Work to complete:
Could you add 140 to every point coordinate in the answers across the rows from the one containing "For the audit set, annotate each instance of the patch" through the final row, both included, and write out that whole stretch again with its requests unchanged?

== == ==

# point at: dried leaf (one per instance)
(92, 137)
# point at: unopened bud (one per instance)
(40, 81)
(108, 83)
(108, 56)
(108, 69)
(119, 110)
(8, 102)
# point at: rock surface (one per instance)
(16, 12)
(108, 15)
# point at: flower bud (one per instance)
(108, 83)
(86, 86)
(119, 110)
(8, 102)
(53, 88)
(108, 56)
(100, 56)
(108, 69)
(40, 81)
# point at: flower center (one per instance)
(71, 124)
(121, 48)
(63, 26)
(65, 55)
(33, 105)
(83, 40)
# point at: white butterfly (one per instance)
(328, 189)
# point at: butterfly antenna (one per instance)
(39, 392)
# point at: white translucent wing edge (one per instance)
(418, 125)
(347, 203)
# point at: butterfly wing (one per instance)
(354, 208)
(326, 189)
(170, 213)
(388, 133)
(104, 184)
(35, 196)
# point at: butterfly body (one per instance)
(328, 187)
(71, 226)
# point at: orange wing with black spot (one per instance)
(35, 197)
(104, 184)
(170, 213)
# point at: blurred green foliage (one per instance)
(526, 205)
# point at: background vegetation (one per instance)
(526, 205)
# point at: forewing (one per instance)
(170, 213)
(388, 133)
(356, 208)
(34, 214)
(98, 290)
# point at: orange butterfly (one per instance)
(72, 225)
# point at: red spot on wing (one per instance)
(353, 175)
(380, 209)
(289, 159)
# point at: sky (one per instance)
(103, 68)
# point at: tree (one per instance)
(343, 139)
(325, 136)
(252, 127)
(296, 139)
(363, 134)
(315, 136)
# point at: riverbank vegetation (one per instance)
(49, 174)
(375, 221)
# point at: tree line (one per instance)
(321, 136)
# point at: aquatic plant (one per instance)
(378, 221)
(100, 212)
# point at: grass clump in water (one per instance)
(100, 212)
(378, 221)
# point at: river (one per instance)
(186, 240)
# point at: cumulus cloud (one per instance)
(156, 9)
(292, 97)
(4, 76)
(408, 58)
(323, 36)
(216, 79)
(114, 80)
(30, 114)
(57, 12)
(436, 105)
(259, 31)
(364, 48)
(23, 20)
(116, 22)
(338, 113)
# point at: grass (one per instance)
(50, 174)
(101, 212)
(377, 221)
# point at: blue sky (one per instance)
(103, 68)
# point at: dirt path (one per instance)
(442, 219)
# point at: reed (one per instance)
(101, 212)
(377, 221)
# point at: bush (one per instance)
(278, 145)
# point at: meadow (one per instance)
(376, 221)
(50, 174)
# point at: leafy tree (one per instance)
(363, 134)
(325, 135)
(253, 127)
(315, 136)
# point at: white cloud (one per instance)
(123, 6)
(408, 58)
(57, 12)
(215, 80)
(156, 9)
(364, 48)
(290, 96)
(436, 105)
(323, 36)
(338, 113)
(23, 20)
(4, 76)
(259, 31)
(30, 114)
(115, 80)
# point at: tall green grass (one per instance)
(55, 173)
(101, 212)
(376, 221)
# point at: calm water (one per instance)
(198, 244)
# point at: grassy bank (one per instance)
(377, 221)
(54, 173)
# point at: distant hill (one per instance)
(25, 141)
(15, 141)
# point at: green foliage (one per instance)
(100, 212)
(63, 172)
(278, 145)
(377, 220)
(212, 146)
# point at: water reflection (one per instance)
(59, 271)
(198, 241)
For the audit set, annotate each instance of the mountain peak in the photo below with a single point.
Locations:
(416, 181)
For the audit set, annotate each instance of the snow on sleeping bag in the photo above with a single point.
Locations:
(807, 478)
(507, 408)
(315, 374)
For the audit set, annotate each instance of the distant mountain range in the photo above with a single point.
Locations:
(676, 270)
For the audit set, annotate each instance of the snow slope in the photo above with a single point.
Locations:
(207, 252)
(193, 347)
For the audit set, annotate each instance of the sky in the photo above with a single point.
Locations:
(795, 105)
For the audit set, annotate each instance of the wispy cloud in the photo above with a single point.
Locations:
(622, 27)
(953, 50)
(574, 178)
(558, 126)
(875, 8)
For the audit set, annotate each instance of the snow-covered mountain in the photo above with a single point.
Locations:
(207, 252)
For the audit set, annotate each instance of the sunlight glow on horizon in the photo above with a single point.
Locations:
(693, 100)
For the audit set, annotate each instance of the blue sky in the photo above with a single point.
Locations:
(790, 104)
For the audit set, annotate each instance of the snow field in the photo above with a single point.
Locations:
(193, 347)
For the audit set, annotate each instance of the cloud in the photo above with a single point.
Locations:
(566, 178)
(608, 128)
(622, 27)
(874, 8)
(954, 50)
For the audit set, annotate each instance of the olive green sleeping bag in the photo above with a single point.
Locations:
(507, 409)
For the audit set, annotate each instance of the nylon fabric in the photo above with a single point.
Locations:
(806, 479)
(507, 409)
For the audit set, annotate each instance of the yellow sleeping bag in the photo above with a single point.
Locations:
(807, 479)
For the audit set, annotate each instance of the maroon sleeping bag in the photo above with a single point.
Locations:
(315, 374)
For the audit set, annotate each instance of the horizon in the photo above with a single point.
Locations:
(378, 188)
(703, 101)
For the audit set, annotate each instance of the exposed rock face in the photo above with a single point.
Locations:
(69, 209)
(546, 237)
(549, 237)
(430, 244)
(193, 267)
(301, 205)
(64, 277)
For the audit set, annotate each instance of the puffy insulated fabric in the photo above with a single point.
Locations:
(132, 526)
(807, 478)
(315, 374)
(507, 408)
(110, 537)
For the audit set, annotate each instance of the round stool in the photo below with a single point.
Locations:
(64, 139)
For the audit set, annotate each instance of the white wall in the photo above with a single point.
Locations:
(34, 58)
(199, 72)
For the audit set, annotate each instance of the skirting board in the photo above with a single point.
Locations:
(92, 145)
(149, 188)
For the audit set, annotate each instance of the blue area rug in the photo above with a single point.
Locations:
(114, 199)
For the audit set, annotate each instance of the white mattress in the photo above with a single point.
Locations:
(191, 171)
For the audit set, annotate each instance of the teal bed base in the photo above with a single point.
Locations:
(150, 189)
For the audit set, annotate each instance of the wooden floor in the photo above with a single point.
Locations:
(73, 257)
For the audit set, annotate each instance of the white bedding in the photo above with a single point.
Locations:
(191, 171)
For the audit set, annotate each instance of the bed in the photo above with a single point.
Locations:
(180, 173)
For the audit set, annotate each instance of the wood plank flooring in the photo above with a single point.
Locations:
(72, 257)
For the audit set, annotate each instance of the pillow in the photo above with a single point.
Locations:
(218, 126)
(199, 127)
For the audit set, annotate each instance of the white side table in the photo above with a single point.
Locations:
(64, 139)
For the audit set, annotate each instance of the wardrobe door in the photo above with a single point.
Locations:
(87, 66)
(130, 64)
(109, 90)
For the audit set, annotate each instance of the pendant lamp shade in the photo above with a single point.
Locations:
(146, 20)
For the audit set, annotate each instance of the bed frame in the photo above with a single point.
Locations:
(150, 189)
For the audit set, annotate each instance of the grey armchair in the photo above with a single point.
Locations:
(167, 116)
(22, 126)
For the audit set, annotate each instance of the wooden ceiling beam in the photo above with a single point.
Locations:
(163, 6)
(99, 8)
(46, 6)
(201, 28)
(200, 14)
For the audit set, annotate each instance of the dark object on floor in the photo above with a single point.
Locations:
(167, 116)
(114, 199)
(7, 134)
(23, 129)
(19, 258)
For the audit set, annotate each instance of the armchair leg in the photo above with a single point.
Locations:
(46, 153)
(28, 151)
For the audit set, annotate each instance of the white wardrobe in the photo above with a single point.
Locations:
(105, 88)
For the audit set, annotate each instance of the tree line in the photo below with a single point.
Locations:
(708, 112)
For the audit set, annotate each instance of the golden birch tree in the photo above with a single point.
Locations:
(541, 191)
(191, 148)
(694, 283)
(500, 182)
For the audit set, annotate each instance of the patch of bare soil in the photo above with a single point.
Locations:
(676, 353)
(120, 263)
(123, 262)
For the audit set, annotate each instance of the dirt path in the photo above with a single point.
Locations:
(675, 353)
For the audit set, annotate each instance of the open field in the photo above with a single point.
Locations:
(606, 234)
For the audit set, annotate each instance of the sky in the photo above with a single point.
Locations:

== == ==

Task response:
For the audit set, annotate each instance of the patch of bare soil in the photo above with a single point.
Locations:
(816, 493)
(260, 403)
(263, 402)
For the audit set, annotate each instance of the dirt path in the photo above with a single point.
Locations:
(815, 493)
For the audit set, annotate each instance of the open field in the photo above with a single point.
Locations:
(746, 374)
For the audit set, annotate each instance of the sky in the photo above with a single point.
Locations:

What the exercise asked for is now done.